● To do
The output should consist solely of the line containing "Identify each instance of the forehead" and the lines that follow it through the end of the data below.

>> BEGIN Given data

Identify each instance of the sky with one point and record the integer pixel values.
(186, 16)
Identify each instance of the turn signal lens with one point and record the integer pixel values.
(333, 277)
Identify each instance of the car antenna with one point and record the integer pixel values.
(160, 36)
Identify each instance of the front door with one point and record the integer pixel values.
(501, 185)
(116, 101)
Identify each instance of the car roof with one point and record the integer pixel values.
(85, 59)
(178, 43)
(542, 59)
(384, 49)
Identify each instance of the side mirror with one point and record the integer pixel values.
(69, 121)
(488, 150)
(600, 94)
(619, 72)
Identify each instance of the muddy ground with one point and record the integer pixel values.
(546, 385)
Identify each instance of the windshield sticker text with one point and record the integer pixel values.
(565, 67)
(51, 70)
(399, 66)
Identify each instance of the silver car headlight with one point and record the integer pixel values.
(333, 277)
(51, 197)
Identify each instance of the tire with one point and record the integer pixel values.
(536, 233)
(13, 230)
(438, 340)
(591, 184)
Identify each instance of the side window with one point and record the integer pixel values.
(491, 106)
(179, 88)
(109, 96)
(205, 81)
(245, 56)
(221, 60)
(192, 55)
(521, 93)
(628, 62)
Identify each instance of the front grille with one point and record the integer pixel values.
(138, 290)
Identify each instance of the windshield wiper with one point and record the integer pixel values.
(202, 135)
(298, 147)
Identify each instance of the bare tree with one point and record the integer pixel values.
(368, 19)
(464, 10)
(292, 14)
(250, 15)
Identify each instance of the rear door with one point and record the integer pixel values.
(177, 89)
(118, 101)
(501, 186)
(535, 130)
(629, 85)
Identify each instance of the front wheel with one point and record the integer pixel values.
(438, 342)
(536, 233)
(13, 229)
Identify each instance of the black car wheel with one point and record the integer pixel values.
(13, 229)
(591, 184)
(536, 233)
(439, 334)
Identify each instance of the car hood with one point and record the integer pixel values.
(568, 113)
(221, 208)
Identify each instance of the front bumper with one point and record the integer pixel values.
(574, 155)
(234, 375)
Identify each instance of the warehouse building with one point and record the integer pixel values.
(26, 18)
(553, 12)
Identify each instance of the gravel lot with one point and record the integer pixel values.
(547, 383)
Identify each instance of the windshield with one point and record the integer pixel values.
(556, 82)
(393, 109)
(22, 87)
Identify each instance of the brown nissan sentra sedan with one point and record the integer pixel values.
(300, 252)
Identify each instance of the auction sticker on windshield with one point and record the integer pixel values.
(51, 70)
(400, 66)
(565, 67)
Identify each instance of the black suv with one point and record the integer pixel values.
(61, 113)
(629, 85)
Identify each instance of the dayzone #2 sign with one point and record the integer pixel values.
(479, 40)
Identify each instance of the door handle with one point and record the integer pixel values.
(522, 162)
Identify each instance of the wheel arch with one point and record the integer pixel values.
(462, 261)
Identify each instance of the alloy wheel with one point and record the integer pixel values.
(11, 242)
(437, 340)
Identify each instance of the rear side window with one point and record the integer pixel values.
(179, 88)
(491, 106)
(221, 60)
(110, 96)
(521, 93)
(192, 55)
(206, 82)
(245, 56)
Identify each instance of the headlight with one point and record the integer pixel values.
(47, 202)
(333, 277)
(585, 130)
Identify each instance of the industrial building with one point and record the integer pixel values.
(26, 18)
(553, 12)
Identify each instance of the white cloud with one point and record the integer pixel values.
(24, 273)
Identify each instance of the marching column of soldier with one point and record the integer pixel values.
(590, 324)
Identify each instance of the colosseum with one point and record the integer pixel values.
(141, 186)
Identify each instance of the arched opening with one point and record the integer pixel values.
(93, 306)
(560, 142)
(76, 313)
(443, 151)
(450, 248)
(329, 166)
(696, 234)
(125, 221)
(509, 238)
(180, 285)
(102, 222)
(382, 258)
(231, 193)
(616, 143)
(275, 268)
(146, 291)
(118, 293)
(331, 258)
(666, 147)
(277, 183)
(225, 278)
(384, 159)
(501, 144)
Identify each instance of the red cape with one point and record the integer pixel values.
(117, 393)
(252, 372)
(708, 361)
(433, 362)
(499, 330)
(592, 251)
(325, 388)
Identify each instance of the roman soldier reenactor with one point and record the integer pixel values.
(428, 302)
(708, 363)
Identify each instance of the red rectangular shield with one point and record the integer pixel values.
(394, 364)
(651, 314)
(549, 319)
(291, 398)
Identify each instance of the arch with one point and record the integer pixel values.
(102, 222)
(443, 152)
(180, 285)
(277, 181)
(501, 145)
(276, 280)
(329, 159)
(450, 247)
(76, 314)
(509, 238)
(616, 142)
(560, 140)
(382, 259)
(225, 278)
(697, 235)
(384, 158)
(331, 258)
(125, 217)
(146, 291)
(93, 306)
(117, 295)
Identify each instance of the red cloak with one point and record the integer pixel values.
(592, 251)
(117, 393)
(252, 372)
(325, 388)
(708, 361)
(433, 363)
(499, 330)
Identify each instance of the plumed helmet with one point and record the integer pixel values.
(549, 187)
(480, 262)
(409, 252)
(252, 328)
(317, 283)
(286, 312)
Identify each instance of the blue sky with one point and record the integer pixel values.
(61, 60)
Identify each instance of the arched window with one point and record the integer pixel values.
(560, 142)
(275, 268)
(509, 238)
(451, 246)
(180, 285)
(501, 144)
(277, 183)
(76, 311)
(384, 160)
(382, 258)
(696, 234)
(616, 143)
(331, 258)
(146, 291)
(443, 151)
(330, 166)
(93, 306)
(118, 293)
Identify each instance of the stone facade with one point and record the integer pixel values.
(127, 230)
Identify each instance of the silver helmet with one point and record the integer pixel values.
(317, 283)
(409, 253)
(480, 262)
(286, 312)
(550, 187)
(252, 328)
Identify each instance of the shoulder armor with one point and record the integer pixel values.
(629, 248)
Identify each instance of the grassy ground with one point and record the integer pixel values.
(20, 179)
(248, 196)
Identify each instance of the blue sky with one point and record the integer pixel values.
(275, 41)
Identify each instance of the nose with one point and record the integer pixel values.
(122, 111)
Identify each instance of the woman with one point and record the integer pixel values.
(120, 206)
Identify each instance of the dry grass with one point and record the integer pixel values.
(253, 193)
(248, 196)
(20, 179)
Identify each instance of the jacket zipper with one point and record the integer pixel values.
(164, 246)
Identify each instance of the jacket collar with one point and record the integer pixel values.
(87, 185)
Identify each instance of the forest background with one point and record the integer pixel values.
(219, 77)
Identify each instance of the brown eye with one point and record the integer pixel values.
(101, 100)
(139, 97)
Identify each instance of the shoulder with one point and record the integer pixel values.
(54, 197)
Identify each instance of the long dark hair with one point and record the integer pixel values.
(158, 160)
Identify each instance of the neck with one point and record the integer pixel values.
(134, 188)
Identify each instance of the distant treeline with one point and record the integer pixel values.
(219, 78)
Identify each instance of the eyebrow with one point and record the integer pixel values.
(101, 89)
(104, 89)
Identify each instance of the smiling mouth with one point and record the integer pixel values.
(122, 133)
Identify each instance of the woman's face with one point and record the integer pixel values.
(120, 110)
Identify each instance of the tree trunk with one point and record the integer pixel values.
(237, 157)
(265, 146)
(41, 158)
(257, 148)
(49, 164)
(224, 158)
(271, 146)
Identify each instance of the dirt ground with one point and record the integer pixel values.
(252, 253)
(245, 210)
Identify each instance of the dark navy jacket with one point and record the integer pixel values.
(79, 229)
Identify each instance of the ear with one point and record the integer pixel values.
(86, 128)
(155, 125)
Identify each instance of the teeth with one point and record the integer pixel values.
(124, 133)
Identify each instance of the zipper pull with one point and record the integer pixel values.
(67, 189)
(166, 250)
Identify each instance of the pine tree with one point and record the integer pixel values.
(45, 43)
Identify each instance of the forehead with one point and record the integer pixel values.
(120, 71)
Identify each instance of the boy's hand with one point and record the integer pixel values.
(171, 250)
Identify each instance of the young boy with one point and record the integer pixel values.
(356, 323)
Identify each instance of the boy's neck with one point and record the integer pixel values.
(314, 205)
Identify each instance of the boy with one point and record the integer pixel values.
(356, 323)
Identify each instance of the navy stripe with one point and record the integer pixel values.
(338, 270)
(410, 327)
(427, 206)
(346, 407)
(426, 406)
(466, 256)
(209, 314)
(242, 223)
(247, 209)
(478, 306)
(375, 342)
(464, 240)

>> END Given data

● Worked answer
Identify each instance of the forehead with one point and record the integer pixel values.
(120, 71)
Identify each instance of the boy's hand with one point and record the integer pixel values.
(171, 250)
Identify each instance of the young boy with one point and record the integer pixel values.
(356, 323)
Identify each instance of the boy's neck with one point and record the integer pixel values.
(314, 205)
Identify each instance of the boy with one point and record the integer pixel values.
(356, 323)
Identify each instance of the navy stripe with one point and record the integer pixel values.
(338, 270)
(410, 327)
(427, 206)
(346, 407)
(426, 406)
(466, 256)
(209, 314)
(242, 223)
(247, 209)
(478, 306)
(375, 342)
(464, 240)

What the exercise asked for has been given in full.